** Opening Record excerpts block **

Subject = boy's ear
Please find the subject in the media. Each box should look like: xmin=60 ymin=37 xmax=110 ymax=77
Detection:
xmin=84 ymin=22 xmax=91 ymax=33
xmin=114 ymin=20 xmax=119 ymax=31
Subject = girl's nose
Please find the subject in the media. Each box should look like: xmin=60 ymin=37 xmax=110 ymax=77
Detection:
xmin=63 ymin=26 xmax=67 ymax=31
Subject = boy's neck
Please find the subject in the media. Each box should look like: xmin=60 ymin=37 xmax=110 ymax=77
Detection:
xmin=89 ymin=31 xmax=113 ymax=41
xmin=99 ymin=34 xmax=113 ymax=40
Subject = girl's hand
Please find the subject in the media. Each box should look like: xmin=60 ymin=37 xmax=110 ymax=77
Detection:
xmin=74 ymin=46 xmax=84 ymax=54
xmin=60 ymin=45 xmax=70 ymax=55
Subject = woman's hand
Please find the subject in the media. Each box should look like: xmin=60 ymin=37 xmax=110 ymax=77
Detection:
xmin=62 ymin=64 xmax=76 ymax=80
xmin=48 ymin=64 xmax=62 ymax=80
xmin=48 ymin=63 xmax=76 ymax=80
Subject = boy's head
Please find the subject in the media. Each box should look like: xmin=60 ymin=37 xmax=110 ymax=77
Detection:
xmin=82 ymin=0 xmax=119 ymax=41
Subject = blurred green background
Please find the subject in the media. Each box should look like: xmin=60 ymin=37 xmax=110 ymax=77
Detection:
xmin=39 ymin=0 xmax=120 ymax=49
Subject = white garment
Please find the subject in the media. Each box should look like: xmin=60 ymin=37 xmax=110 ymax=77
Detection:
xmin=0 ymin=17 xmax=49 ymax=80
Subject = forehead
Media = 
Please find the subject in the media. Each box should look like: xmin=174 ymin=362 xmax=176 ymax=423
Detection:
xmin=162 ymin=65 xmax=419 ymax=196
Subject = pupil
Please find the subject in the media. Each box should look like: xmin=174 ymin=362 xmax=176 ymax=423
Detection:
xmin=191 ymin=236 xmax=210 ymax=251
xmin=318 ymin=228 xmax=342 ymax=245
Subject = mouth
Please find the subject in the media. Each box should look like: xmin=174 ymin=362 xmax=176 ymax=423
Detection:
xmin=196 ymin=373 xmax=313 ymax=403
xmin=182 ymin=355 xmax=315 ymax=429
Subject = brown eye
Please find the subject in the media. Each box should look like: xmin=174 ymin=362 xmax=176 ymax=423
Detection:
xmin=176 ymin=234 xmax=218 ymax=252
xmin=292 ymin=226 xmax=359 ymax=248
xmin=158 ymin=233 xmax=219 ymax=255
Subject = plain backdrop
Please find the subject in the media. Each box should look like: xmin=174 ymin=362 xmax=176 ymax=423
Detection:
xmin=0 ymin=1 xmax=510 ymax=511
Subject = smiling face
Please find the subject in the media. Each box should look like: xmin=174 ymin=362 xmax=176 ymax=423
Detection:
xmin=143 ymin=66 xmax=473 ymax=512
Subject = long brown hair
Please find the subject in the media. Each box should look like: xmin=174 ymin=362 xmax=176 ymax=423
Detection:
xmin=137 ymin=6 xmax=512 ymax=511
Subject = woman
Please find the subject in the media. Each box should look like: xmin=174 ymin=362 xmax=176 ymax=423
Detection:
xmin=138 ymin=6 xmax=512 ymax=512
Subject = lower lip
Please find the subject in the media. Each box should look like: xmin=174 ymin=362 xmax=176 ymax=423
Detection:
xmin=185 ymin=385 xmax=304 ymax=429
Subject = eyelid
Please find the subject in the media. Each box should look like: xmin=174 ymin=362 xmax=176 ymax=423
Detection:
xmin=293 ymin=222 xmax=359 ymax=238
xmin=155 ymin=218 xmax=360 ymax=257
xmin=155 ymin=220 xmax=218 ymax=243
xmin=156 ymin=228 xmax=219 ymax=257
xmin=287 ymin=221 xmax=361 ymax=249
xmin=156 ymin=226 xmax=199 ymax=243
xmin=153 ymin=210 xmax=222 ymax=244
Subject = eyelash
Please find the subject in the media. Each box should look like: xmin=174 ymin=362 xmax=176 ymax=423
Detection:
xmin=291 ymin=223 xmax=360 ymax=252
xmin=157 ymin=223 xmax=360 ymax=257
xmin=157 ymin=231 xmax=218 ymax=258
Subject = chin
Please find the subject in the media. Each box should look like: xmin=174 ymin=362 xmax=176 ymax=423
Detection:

** Closing Record excerpts block **

**Your goal**
Give the records back in full, word for word.

**Response**
Subject = boy's ear
Please find the subject in the media. Each box should look like: xmin=60 ymin=37 xmax=110 ymax=77
Detection:
xmin=84 ymin=22 xmax=91 ymax=33
xmin=114 ymin=20 xmax=119 ymax=31
Subject = girl's nose
Please find the subject in the media. Each box should look like: xmin=60 ymin=37 xmax=110 ymax=77
Detection:
xmin=63 ymin=26 xmax=67 ymax=31
Subject = boy's neck
Please find the subject in the media. Each box should look like: xmin=60 ymin=37 xmax=110 ymax=77
Detection:
xmin=89 ymin=31 xmax=113 ymax=41
xmin=99 ymin=34 xmax=113 ymax=40
Subject = girl's hand
Please find the subject in the media. Each box should look like: xmin=60 ymin=37 xmax=110 ymax=77
Detection:
xmin=74 ymin=46 xmax=84 ymax=54
xmin=60 ymin=45 xmax=70 ymax=55
Subject = woman's hand
Please find the subject in the media. Each box should look like: xmin=60 ymin=37 xmax=110 ymax=77
Detection:
xmin=62 ymin=64 xmax=76 ymax=80
xmin=48 ymin=64 xmax=62 ymax=80
xmin=48 ymin=63 xmax=76 ymax=80
Subject = boy's head
Please find the subject in the media. Each box should look like: xmin=60 ymin=37 xmax=110 ymax=77
Detection:
xmin=82 ymin=0 xmax=119 ymax=41
Subject = blurred green background
Please find the subject in the media. Each box should look like: xmin=60 ymin=37 xmax=110 ymax=77
Detection:
xmin=39 ymin=0 xmax=120 ymax=49
Subject = white garment
Please find the subject in the media. Each box should look like: xmin=60 ymin=37 xmax=110 ymax=77
Detection:
xmin=0 ymin=17 xmax=49 ymax=80
Subject = forehead
Media = 
Please find the subject in the media. Each box should look like: xmin=174 ymin=362 xmax=176 ymax=423
Detection:
xmin=162 ymin=65 xmax=419 ymax=196
Subject = pupil
Please find the subject in the media. Each box should look like: xmin=174 ymin=362 xmax=176 ymax=423
Detection:
xmin=191 ymin=236 xmax=210 ymax=251
xmin=318 ymin=228 xmax=342 ymax=245
Subject = mouth
Please find the subject in the media. Each box should look like: xmin=174 ymin=362 xmax=176 ymax=423
Detection:
xmin=196 ymin=373 xmax=313 ymax=403
xmin=182 ymin=355 xmax=315 ymax=429
Subject = brown eye
Please find the subject in the media. Each box should look like: xmin=174 ymin=362 xmax=176 ymax=423
Detection:
xmin=176 ymin=234 xmax=218 ymax=252
xmin=292 ymin=226 xmax=359 ymax=248
xmin=158 ymin=233 xmax=219 ymax=255
Subject = plain backdrop
Please find the subject in the media. Each box should look like: xmin=174 ymin=362 xmax=176 ymax=423
Detection:
xmin=0 ymin=1 xmax=510 ymax=511
Subject = smiling face
Please find the subject in the media. Each box should look like: xmin=174 ymin=362 xmax=176 ymax=423
Detection:
xmin=143 ymin=66 xmax=473 ymax=512
Subject = long brown hair
Please find the subject in the media. Each box should look like: xmin=174 ymin=362 xmax=176 ymax=423
Detection:
xmin=137 ymin=6 xmax=512 ymax=511
Subject = woman
Please find the subject in the media. Each box should look like: xmin=174 ymin=362 xmax=176 ymax=423
Detection:
xmin=138 ymin=6 xmax=512 ymax=512
Subject = lower lip
Please find the subject in the media. Each box should look like: xmin=174 ymin=362 xmax=176 ymax=423
Detection:
xmin=185 ymin=385 xmax=304 ymax=429
Subject = eyelid
Please find the subject in the media. Each box should look like: xmin=174 ymin=362 xmax=176 ymax=423
Detection:
xmin=293 ymin=222 xmax=359 ymax=238
xmin=155 ymin=218 xmax=360 ymax=257
xmin=155 ymin=220 xmax=218 ymax=243
xmin=156 ymin=228 xmax=219 ymax=257
xmin=287 ymin=221 xmax=361 ymax=249
xmin=156 ymin=226 xmax=199 ymax=243
xmin=153 ymin=210 xmax=222 ymax=244
Subject = eyelash
Please find the subject in the media. Each box should look like: xmin=174 ymin=362 xmax=176 ymax=423
Detection:
xmin=291 ymin=223 xmax=360 ymax=252
xmin=157 ymin=223 xmax=360 ymax=257
xmin=157 ymin=231 xmax=218 ymax=258
Subject = chin
Please find the subject in the media. Each box should look like: xmin=174 ymin=362 xmax=176 ymax=423
Detection:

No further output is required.